** EXERCISE INSTRUCTIONS **
[A] Check each statement against the projection matrix page below and answer yes or no, quoting the words of the page that decide it.
(i) OpenGL takes the intrinsic matrix K directly.
(ii) lookAt.md explains how to turn the result of lookAt into regular rotation and translation matrices.
(iii) In the real-world demo, the matrices are set up manually.
[B] According to the projection matrix page below, which dataset_type does NerfCoordinateDetails.md pay particular attention to?
[C] Extend the projection matrix page below, picking up after its final sentence.
Start DOCUMENT EXTRACT
/LearnProjMatrix

Threejs/glm (C++)/pyglet/Unity examples for deep understanding of projection matrix (OpenGL)

Primary LanguageHTML

Understand OpenGL projection matrix deeply

[Update:] Previously I only show the black background when I render virtual object, now I add a demo which can render virtual object on an image captured from real world, and all matrices are calculated from images rather than setup manually. Please see real_world_demo.

The code and documents here are used for helping you to fully understand how OpenGL (Threejs/glm/pyglet) projection matrix works.
If you are learning 3d reconstruction (SFM, SLAM)/Augmented Reality, you will learn how to project a 3d point to a 2d screen by camera intrinsic matrix (K) and rotation (R) and translation (t) matrix.

$$\begin{pmatrix} u \\ v \\ 1 \end{pmatrix} = K \cdot \left( R \cdot \begin{pmatrix} x \\ y \\ z \end{pmatrix} + t \right) / z_c$$

How can we verify if the calculation is correct or not? We can render 3d points (or 3d models) on the screen and then check where they are.
Given a 3d point (x,y,z) and matrix K, R, t, we should be able to calculate its 2d coordinate (u, v); Then render it by OpenGL (or other engine), we can verify if its position on the screen equals to (u, v) or not.

We may notice that OpenGL doesn't accept matrix K directly but a projection matrix P. So we need to know how to convert K to P. I will show the formulation directly here, for more details about how to derive it, please read: OpenGL_Projection.md or 《OpenGL 投影矩阵与摄像机内参的关系》 and 《OpenGL 投影矩阵设置》.

The structure of this help is as following:

  1. Setup
  2. How to convert K to P
  3. Details of doc
    1. OpenGL_Projection.md, I believe this doc answers many questions such as why we can see different coordinate setup in different documents? Where is the image plane? Can we customize NDC?
    2. lookAt.md shows how to convert result of lookAt to regular rotation (R) and translation (t) matrix.
    3. NerfCoordinateDetails.md explains how to run our own data with NeRF, and it contains deeply analysis of the coordinate system used in NeRF especially when we are trying to use dataset_type='llff'.
End DOCUMENT EXTRACT
Start MATERIAL
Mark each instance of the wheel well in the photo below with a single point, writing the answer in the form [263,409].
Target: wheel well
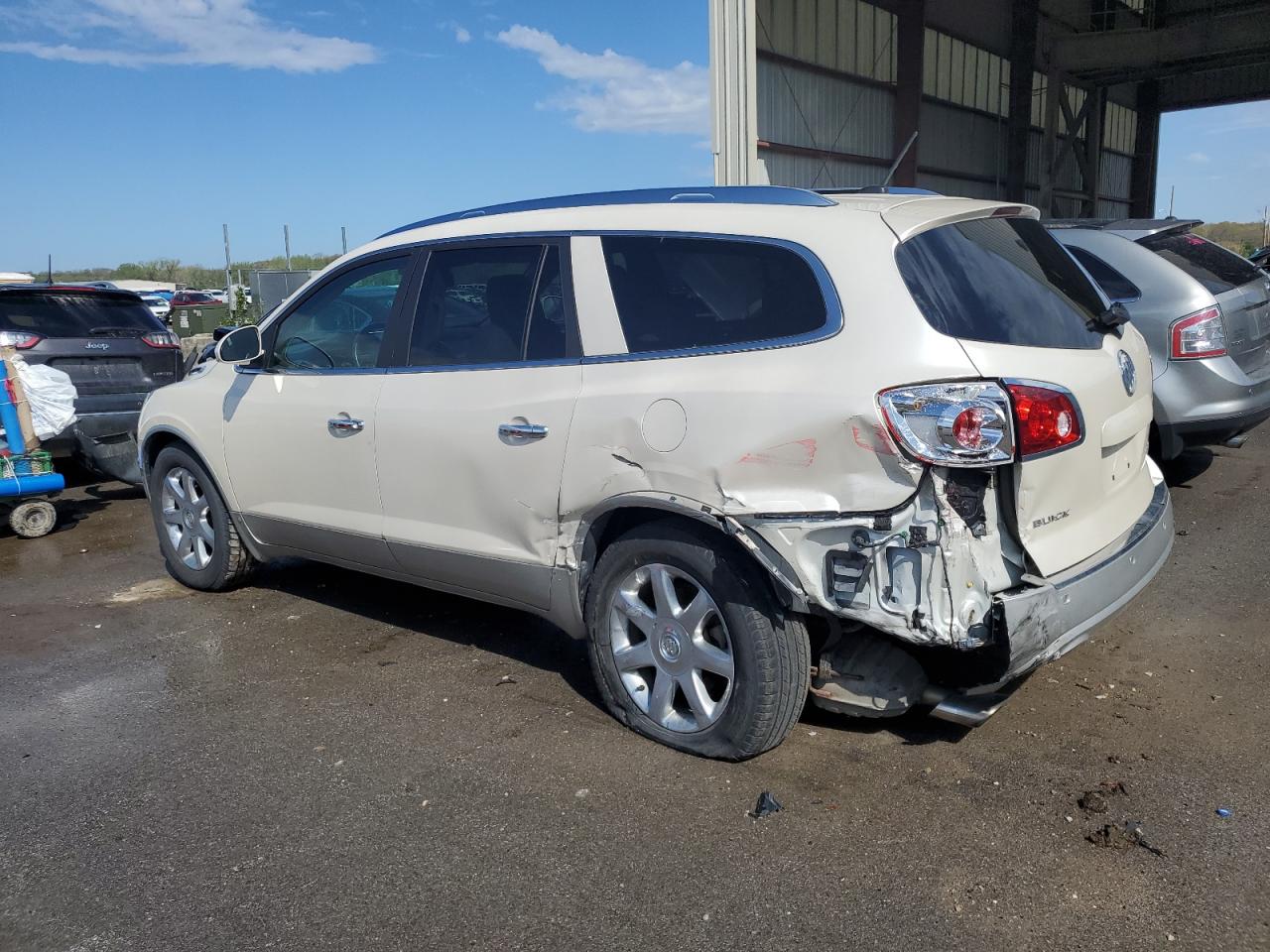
[617,522]
[159,442]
End MATERIAL
** ANSWERS TO THE EXERCISE **
[A]
(i) No: "OpenGL doesn't accept matrix K directly but a projection matrix P."
(ii) Yes: "lookAt.md shows how to convert result of lookAt to regular rotation (R) and translation (t) matrix."
(iii) No: "all matrices are calculated from images rather than setup manually."

[B] dataset_type='llff'

[C]
  4. Details of usage of code
    1. z_negative.html and z_positive.html are the simplest case. I hardcode K,R,t and provide several 3d points. You can calculate their 2d coordinates and check if their positions on the screen equal to your calculation.
    2. full_test.html is still simple enough (only a little bit complex than z_negative and z_positive), it contains different viewport and window size, and also the image resolution which is used for camera calibration is different from the viewport. It still only contains right hand coordinate system and hardcode rotation and translation matrix.
    3. proj_lookat_demo.html is a complete demo, it contains left hand coordinate system and rotation and translation matrix are calculated by lookat (see lookAt.md). I also provide projection.py to help to calculate the 2d coordinates of all test points, but it's better if you can calculate them yourself.
    4. glm_demo is a C++ demo for OpengGL with glm. It contains the same setup as proj_lookat_demo.html.
    5. pyglet_demo is a python demo for OpengGL with pyglet. Please note that the y axis of mouse position is different (see comments in code)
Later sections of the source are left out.